---- SUPPLIED INFORMATION
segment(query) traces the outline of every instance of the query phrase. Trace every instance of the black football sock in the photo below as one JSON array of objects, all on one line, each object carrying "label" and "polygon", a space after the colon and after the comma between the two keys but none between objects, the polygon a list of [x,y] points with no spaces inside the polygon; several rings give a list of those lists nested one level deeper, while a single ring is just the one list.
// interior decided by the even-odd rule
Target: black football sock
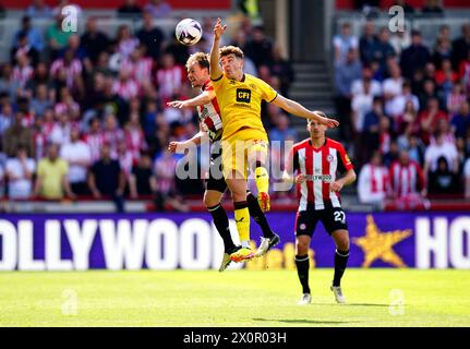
--------
---- SUPPLIED INFORMATION
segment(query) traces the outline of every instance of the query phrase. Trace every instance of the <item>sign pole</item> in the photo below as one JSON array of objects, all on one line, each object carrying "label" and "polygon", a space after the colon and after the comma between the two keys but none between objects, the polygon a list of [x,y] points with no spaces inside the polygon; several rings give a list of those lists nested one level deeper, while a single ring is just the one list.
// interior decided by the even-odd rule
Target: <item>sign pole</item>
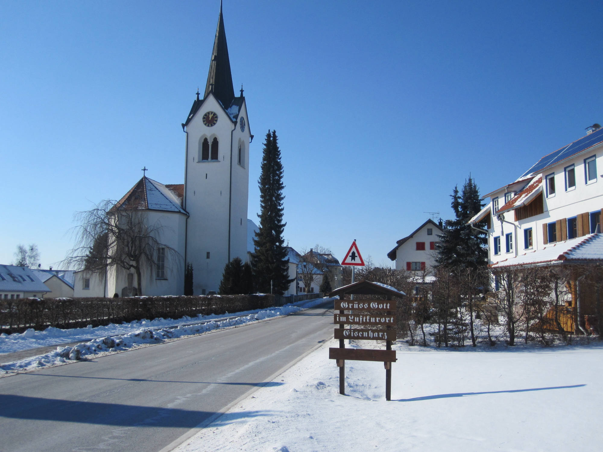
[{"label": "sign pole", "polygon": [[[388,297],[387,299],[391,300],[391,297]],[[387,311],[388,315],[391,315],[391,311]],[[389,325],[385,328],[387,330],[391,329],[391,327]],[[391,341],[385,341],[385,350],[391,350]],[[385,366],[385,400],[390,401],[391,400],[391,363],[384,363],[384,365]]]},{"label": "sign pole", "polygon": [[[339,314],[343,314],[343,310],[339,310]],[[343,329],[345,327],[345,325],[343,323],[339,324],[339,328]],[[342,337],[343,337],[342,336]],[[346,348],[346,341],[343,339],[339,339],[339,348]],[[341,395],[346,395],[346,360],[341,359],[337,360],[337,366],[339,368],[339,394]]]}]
--------
---- SUPPLIED INFORMATION
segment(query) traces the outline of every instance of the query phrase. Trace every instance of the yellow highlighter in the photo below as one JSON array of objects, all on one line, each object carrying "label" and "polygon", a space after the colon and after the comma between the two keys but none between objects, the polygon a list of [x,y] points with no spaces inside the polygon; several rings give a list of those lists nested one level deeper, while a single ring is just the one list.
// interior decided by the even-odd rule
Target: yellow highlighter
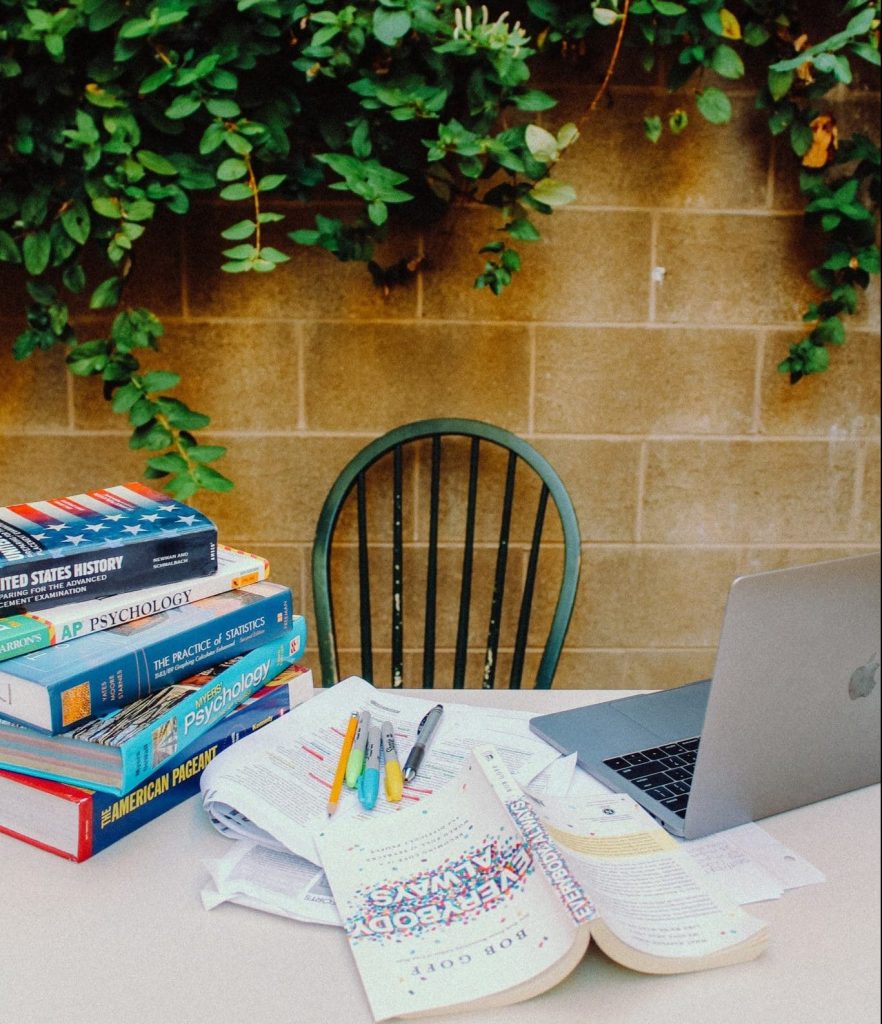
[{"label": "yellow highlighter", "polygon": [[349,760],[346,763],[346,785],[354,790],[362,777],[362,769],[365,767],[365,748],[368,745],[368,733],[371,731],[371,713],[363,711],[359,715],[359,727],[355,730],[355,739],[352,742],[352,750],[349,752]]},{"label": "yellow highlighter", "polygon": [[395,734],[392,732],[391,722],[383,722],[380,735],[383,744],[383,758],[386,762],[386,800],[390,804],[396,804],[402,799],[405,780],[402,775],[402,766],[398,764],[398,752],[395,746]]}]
--------
▸ JOB: Return the lines of data from the line with "of the black" to the line with "Target: black football sock", both included, and copy them without any change.

▸ EXERCISE SOLUTION:
segment(query) traces the outline of every instance of the query phrase. Trace every instance of the black football sock in the photo below as one JSON array of objects, all on one line, each object carrying "label" and "polygon", a space after the colon and after the comma between the two keys but none between objects, the polygon a list of [x,y] points with no spaces inside the polygon; several rings give a list of those lists nested one level deeper, while a single ring is just the one list.
// interior decided by the even-odd rule
Target: black football sock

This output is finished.